→ Written problem
Format each line of the data below as a JSON list of strings, one string per line, and leave out the blank lines and the pictures.

→ Dataset extract
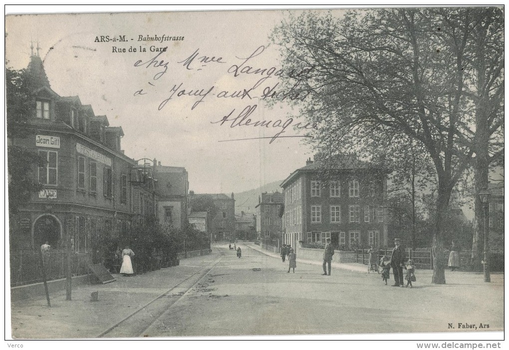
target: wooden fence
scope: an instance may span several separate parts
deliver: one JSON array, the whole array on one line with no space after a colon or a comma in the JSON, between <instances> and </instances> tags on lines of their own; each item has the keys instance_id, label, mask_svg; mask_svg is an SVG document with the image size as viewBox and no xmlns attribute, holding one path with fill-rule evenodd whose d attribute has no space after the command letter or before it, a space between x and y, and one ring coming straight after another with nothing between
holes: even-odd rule
<instances>
[{"instance_id":1,"label":"wooden fence","mask_svg":"<svg viewBox=\"0 0 509 350\"><path fill-rule=\"evenodd\" d=\"M92 252L73 252L71 256L72 276L88 275L92 261ZM64 250L51 250L42 255L37 250L10 252L11 286L17 287L43 282L44 265L47 280L65 278L67 276L67 253Z\"/></svg>"},{"instance_id":2,"label":"wooden fence","mask_svg":"<svg viewBox=\"0 0 509 350\"><path fill-rule=\"evenodd\" d=\"M431 252L427 251L411 251L410 249L405 250L405 255L406 257L405 260L407 260L411 259L413 261L414 265L417 269L419 270L432 270L433 268L433 262L431 256ZM379 262L380 259L384 255L390 256L392 254L391 249L380 249L378 252L377 261ZM469 270L471 265L470 257L472 252L465 251L460 252L460 268L462 270ZM359 263L367 265L369 259L367 254L367 250L359 249L355 251L356 260ZM444 253L444 266L447 265L449 258L449 252L446 251Z\"/></svg>"}]
</instances>

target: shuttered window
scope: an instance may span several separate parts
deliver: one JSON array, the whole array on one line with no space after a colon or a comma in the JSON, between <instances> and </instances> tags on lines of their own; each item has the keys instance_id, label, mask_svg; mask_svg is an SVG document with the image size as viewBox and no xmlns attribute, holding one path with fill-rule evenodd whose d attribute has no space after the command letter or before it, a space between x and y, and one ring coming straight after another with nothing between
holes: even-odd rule
<instances>
[{"instance_id":1,"label":"shuttered window","mask_svg":"<svg viewBox=\"0 0 509 350\"><path fill-rule=\"evenodd\" d=\"M78 157L78 188L85 189L85 157Z\"/></svg>"},{"instance_id":2,"label":"shuttered window","mask_svg":"<svg viewBox=\"0 0 509 350\"><path fill-rule=\"evenodd\" d=\"M108 167L104 168L104 171L103 173L104 180L104 185L103 187L104 196L108 197L112 197L112 191L111 187L111 168Z\"/></svg>"},{"instance_id":3,"label":"shuttered window","mask_svg":"<svg viewBox=\"0 0 509 350\"><path fill-rule=\"evenodd\" d=\"M97 192L97 163L90 162L90 192Z\"/></svg>"},{"instance_id":4,"label":"shuttered window","mask_svg":"<svg viewBox=\"0 0 509 350\"><path fill-rule=\"evenodd\" d=\"M55 151L39 151L39 155L46 160L46 164L39 167L38 179L40 183L57 184L58 176L58 152Z\"/></svg>"},{"instance_id":5,"label":"shuttered window","mask_svg":"<svg viewBox=\"0 0 509 350\"><path fill-rule=\"evenodd\" d=\"M120 201L125 203L127 201L127 175L123 174L120 180Z\"/></svg>"}]
</instances>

→ Exercise answer
[
  "target: wooden fence",
  "scope: an instance may span several separate parts",
  "deliver: one JSON array, the whole array on one line with no space after a colon or a comma in the JSON, between <instances> and </instances> tags on lines of their own; each item has the keys instance_id, label, mask_svg; mask_svg is an SVG document with the image size as viewBox and no xmlns attribute, holding one path with fill-rule evenodd whose d attribute has no space after the command letter or before it, a space between x and y, and one ring coming straight after another with nothing between",
  "holes: even-odd rule",
  "<instances>",
  "[{\"instance_id\":1,\"label\":\"wooden fence\",\"mask_svg\":\"<svg viewBox=\\\"0 0 509 350\\\"><path fill-rule=\\\"evenodd\\\" d=\\\"M92 252L73 252L71 256L72 276L88 275L92 261ZM64 250L51 250L42 255L37 250L10 252L11 286L17 287L43 282L44 265L47 280L65 278L67 276L67 253Z\\\"/></svg>\"},{\"instance_id\":2,\"label\":\"wooden fence\",\"mask_svg\":\"<svg viewBox=\\\"0 0 509 350\\\"><path fill-rule=\\\"evenodd\\\" d=\\\"M431 252L427 251L411 251L410 249L405 250L405 255L406 257L405 260L407 260L411 259L413 261L414 265L417 269L419 270L432 270L433 268L433 262L431 256ZM379 262L380 259L384 255L390 256L392 254L391 249L380 249L378 252L377 261ZM469 270L471 265L470 257L472 252L465 251L460 252L460 268L462 270ZM359 263L367 265L369 259L367 254L367 250L359 249L355 251L356 260ZM444 253L444 266L447 265L449 258L449 252L446 251Z\\\"/></svg>\"}]",
  "</instances>",
  "target: shuttered window",
  "scope: an instance may span several separate parts",
  "deliver: one JSON array, the whole array on one line with no space after a colon or a comma in the JSON, between <instances> and </instances> tags on lines of their own; each item has the keys instance_id, label, mask_svg; mask_svg is an SVG document with the image size as viewBox and no xmlns attribute, holding one path with fill-rule evenodd whose d attribute has no space after the command letter or before it, a space between x and y, and one ring coming straight after another with nothing between",
  "holes: even-odd rule",
  "<instances>",
  "[{\"instance_id\":1,\"label\":\"shuttered window\",\"mask_svg\":\"<svg viewBox=\\\"0 0 509 350\\\"><path fill-rule=\\\"evenodd\\\" d=\\\"M78 157L78 188L85 189L85 157Z\\\"/></svg>\"},{\"instance_id\":2,\"label\":\"shuttered window\",\"mask_svg\":\"<svg viewBox=\\\"0 0 509 350\\\"><path fill-rule=\\\"evenodd\\\" d=\\\"M108 167L104 168L104 171L103 173L104 180L104 185L103 187L104 196L108 197L112 197L112 191L111 187L111 168Z\\\"/></svg>\"},{\"instance_id\":3,\"label\":\"shuttered window\",\"mask_svg\":\"<svg viewBox=\\\"0 0 509 350\\\"><path fill-rule=\\\"evenodd\\\" d=\\\"M97 192L97 163L90 162L90 192Z\\\"/></svg>\"},{\"instance_id\":4,\"label\":\"shuttered window\",\"mask_svg\":\"<svg viewBox=\\\"0 0 509 350\\\"><path fill-rule=\\\"evenodd\\\" d=\\\"M55 151L39 151L39 155L46 160L46 164L39 167L38 179L40 183L57 184L58 176L58 152Z\\\"/></svg>\"},{\"instance_id\":5,\"label\":\"shuttered window\",\"mask_svg\":\"<svg viewBox=\\\"0 0 509 350\\\"><path fill-rule=\\\"evenodd\\\" d=\\\"M120 201L125 203L127 201L127 175L123 174L120 180Z\\\"/></svg>\"}]",
  "</instances>"
]